▶ [Source text]:

##########

Research Abstracts Online
January - December 2011
University of Minnesota Twin Cities
College of Science and Engineering
of Chemical Engineering and Materials Science
PI: K. Andre Mkhoyan
Simulations in Analytical Transmission Electron Microscopy
The work in this group is based on examining the atomic and electronic structure of hard materials. Transmission electron microscopy (TEM) is used to study materials at atomic-level resolution. TEM images, diffraction patterns (DPs), and spectroscopic data are often difficult, even impossible, to understand intuitively. Hence, the researchers simulate images and DPs of possible structures and compare them with experimental results to make conclusions about the properties of materials of interest. C programs written by E.J. Kirkland are used to simulate TEM results; these programs require use of the supercomputers.
In the past year, the group has used MSI resources to examine several interesting samples. Sparsely doped materials were studied to examine the ability to detect a single dopant atom. Parameters characterizing the specimen and incident electron beam were varied systematically to understand the trends in visibility of dopant atoms and interested trends were discovered and published. A different type of material was also examined, namely nanotubes composed of molybdenum disulfide (MoS2). The group is also studying materials that are composed of single atomic layers, such as boron nitride and graphene.

##########

▶ [Data for this task]:
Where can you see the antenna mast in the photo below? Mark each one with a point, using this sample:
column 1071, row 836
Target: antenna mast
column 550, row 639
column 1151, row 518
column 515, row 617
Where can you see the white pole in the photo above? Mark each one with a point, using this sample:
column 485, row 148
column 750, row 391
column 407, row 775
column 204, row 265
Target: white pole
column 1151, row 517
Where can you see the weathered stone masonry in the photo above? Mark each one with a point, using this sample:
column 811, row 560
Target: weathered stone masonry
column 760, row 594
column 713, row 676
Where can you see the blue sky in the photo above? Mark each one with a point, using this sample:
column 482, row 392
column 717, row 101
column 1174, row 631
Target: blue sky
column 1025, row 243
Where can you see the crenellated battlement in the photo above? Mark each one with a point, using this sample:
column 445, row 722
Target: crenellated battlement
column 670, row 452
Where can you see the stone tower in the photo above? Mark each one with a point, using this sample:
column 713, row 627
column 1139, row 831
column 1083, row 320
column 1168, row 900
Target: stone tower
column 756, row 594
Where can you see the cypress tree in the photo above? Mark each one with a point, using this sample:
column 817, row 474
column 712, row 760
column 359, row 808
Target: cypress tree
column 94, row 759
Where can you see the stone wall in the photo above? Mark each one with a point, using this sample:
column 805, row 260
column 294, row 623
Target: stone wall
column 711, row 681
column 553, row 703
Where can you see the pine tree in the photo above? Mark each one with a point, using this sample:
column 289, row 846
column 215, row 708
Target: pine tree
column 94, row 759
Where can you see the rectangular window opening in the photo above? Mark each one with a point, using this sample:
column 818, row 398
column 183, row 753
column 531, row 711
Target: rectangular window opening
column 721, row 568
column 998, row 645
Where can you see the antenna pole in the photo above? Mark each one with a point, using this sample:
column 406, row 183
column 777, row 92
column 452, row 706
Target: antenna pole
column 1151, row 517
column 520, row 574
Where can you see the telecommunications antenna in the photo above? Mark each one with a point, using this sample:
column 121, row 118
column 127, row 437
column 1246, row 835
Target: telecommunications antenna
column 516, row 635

##########

▶ [Challenges]:
**a.** Return everything in the records from the line containing "Where can you see the cypress" down to the line containing "column 553, row 703", with both of those lines included.
**b.** Take the abstract on electron microscopy simulations further, starting right after its final sentence.
The research abstract and the records have nothing to do with each other.

▶ [Answers to the problems]:
**a.**
Where can you see the cypress tree in the photo above? Mark each one with a point, using this sample:
column 817, row 474
column 712, row 760
column 359, row 808
Target: cypress tree
column 94, row 759
Where can you see the stone wall in the photo above? Mark each one with a point, using this sample:
column 805, row 260
column 294, row 623
Target: stone wall
column 711, row 681
column 553, row 703

**b.**
In the upcoming year, the researchers plan to continue studying doped materials and single atomic layer materials. They also model the behavior of the electron beam as it scatters through a TEM sample. They intend to combine the expected intensity of the electron beam at a particular point inside the sample with electron energy loss spectrum (EELS) to quantify the number of atoms contributing to the EELS signal in hopes to quantify the number of atoms in the sample. This will benefit in understanding the concentration and distribution of a particular atom in new compound materials in which this information is unknown, such as many types of doped materials and graphene oxide. Understanding the atomic structure of a material is essential as it leads to being able to understand and tune its properties, necessary for implementing it in devices.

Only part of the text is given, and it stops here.